-- START Data for this task --

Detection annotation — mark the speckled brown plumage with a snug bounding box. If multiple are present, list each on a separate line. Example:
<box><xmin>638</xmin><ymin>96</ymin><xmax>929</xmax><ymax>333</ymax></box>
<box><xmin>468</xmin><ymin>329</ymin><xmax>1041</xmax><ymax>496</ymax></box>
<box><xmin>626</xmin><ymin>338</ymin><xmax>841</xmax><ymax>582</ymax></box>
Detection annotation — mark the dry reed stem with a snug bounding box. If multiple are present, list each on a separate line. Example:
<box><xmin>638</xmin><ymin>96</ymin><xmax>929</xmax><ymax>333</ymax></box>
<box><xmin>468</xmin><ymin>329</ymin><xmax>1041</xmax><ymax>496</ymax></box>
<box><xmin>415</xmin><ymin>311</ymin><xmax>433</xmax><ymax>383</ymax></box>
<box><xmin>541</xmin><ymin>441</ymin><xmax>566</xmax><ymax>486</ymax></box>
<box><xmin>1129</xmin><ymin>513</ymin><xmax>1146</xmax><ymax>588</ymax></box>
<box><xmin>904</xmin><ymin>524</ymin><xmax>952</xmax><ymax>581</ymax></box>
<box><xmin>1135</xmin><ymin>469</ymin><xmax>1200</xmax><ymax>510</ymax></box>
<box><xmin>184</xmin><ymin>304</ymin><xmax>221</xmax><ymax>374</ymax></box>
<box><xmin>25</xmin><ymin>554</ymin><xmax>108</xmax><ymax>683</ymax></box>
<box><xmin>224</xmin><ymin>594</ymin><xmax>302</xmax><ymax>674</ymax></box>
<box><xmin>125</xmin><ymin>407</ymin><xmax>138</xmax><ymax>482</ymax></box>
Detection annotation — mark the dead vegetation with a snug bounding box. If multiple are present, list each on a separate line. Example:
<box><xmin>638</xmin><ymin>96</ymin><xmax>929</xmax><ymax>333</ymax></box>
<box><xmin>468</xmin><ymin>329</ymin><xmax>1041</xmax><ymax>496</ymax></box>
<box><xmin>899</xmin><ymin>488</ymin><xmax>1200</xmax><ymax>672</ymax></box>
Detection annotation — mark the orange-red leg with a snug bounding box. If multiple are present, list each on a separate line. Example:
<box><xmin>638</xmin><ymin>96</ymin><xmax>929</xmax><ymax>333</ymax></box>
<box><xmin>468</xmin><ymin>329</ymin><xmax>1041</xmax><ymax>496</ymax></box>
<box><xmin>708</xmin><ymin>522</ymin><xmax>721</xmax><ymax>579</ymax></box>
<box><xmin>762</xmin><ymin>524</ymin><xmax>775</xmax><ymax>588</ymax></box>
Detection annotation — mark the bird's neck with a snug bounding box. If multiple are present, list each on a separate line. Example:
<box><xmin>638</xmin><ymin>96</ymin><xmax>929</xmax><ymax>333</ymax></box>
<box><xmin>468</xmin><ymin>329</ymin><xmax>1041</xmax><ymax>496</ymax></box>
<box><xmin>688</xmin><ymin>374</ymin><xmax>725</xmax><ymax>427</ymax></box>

-- END Data for this task --

> **Exercise aim**
Rewrite all the rows above, changing every "snug" to "tight" and leaving everything else as it is.

> **Solution for this task**
Detection annotation — mark the speckled brown plumage with a tight bounding box. If multiple are present, list each on a separate line. Example:
<box><xmin>638</xmin><ymin>96</ymin><xmax>929</xmax><ymax>333</ymax></box>
<box><xmin>468</xmin><ymin>329</ymin><xmax>1041</xmax><ymax>496</ymax></box>
<box><xmin>626</xmin><ymin>338</ymin><xmax>841</xmax><ymax>582</ymax></box>
Detection annotation — mark the dry reed stem with a tight bounding box. If multiple are present, list each on a separate line. Example:
<box><xmin>638</xmin><ymin>96</ymin><xmax>929</xmax><ymax>333</ymax></box>
<box><xmin>468</xmin><ymin>329</ymin><xmax>1041</xmax><ymax>496</ymax></box>
<box><xmin>415</xmin><ymin>311</ymin><xmax>433</xmax><ymax>383</ymax></box>
<box><xmin>541</xmin><ymin>441</ymin><xmax>566</xmax><ymax>486</ymax></box>
<box><xmin>1129</xmin><ymin>513</ymin><xmax>1146</xmax><ymax>588</ymax></box>
<box><xmin>904</xmin><ymin>524</ymin><xmax>952</xmax><ymax>581</ymax></box>
<box><xmin>1135</xmin><ymin>469</ymin><xmax>1200</xmax><ymax>510</ymax></box>
<box><xmin>184</xmin><ymin>304</ymin><xmax>221</xmax><ymax>374</ymax></box>
<box><xmin>25</xmin><ymin>554</ymin><xmax>108</xmax><ymax>683</ymax></box>
<box><xmin>224</xmin><ymin>594</ymin><xmax>302</xmax><ymax>674</ymax></box>
<box><xmin>125</xmin><ymin>407</ymin><xmax>138</xmax><ymax>482</ymax></box>
Detection annotation — mark the dead vegetation with a tight bounding box. If multiple are present, list each on a separate line. Example:
<box><xmin>638</xmin><ymin>96</ymin><xmax>929</xmax><ymax>333</ymax></box>
<box><xmin>468</xmin><ymin>329</ymin><xmax>1041</xmax><ymax>496</ymax></box>
<box><xmin>899</xmin><ymin>488</ymin><xmax>1200</xmax><ymax>672</ymax></box>
Detection annotation — mark the orange-red leg with a tight bounding box. If multiple are present, list each on a separate line. Example:
<box><xmin>638</xmin><ymin>96</ymin><xmax>929</xmax><ymax>333</ymax></box>
<box><xmin>468</xmin><ymin>329</ymin><xmax>1041</xmax><ymax>496</ymax></box>
<box><xmin>708</xmin><ymin>522</ymin><xmax>721</xmax><ymax>579</ymax></box>
<box><xmin>762</xmin><ymin>524</ymin><xmax>775</xmax><ymax>588</ymax></box>
Detection annotation — mark the bird's neck with a tight bounding box. If multiple are present, list each on a separate line. Example:
<box><xmin>638</xmin><ymin>96</ymin><xmax>929</xmax><ymax>333</ymax></box>
<box><xmin>468</xmin><ymin>329</ymin><xmax>1041</xmax><ymax>496</ymax></box>
<box><xmin>688</xmin><ymin>374</ymin><xmax>725</xmax><ymax>427</ymax></box>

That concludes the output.